EXERCISE
Copy out, word for word, everything from the line containing "Within an <instance>, prompts" down to the line containing "positive clicks: (165, 519) (108, 528)", including both of those lines.

MATERIAL TO PROCESS
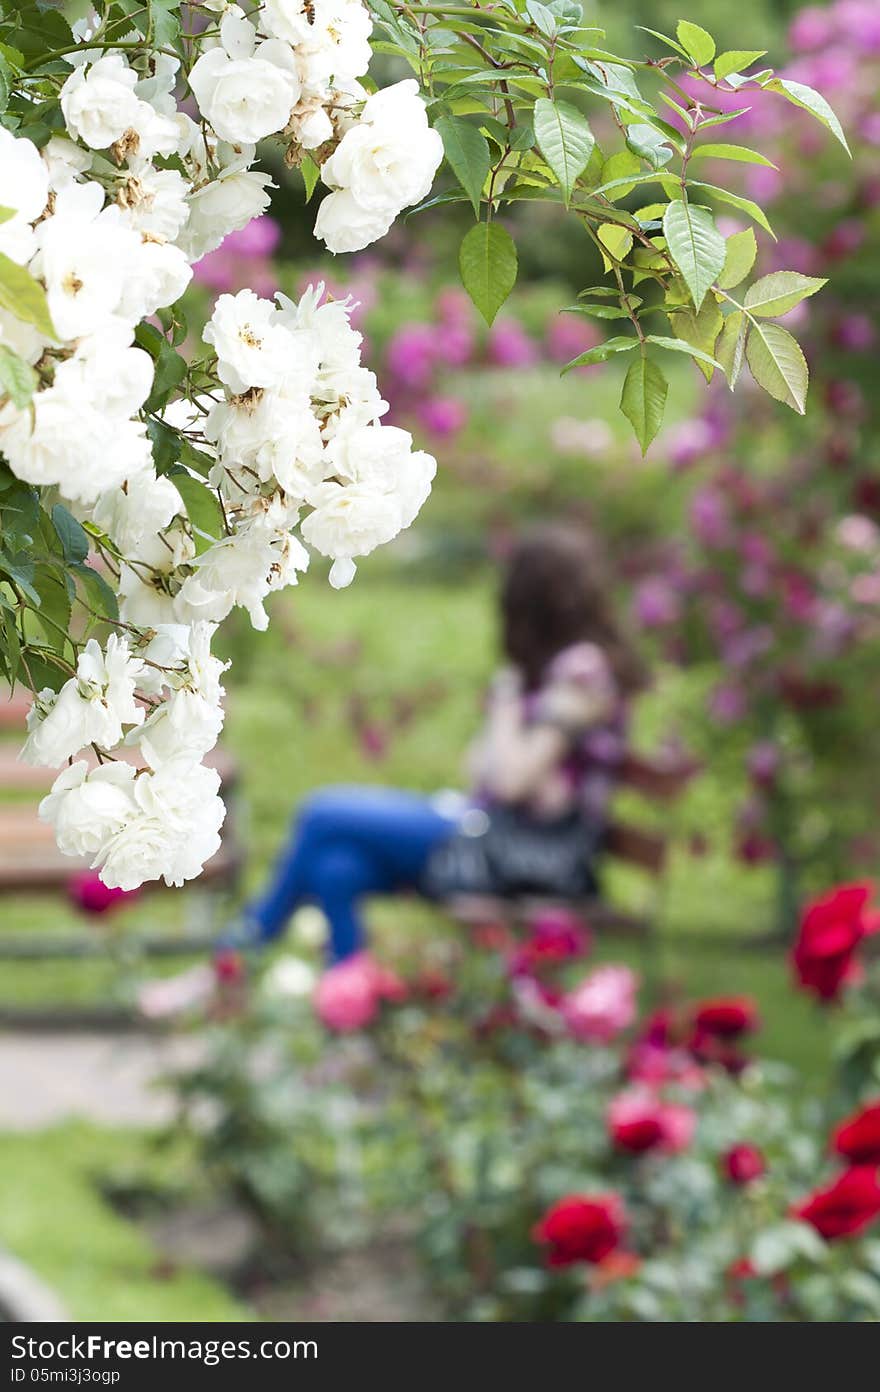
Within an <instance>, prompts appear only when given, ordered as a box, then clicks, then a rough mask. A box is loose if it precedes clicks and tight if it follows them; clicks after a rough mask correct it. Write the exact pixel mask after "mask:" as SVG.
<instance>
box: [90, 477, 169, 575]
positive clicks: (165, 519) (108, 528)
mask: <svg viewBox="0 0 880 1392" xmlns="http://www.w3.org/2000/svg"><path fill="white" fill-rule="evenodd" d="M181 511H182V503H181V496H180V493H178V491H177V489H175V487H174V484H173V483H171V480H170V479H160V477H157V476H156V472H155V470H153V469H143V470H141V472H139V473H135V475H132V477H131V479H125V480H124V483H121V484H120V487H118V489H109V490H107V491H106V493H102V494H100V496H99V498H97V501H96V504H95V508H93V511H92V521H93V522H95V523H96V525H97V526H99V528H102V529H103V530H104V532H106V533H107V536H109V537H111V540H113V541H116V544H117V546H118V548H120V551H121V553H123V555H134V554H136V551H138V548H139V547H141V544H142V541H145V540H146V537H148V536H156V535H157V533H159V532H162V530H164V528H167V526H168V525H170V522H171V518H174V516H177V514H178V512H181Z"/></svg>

---

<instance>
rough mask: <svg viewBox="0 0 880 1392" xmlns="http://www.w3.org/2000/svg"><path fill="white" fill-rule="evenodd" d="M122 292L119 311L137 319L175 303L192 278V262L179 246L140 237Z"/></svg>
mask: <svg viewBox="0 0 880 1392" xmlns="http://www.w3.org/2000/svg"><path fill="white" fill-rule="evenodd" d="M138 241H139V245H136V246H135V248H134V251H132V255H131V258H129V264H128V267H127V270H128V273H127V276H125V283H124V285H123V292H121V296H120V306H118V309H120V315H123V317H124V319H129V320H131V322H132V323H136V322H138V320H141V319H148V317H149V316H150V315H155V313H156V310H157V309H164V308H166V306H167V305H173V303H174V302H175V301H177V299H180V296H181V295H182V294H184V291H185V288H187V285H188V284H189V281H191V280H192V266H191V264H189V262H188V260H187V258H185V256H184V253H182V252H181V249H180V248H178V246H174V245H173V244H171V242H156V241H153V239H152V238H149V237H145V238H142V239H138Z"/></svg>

EXPECTED ANSWER
Within an <instance>, prompts appear only when given, ordered as a box, then clicks, then a rough mask. A box is loose if it precedes clicks and tight if it follows them; clicks after a rough mask correct it. Write the exact pixel mask after "mask:" as SVG.
<instance>
box: [90, 477, 169, 575]
positive clicks: (165, 519) (108, 528)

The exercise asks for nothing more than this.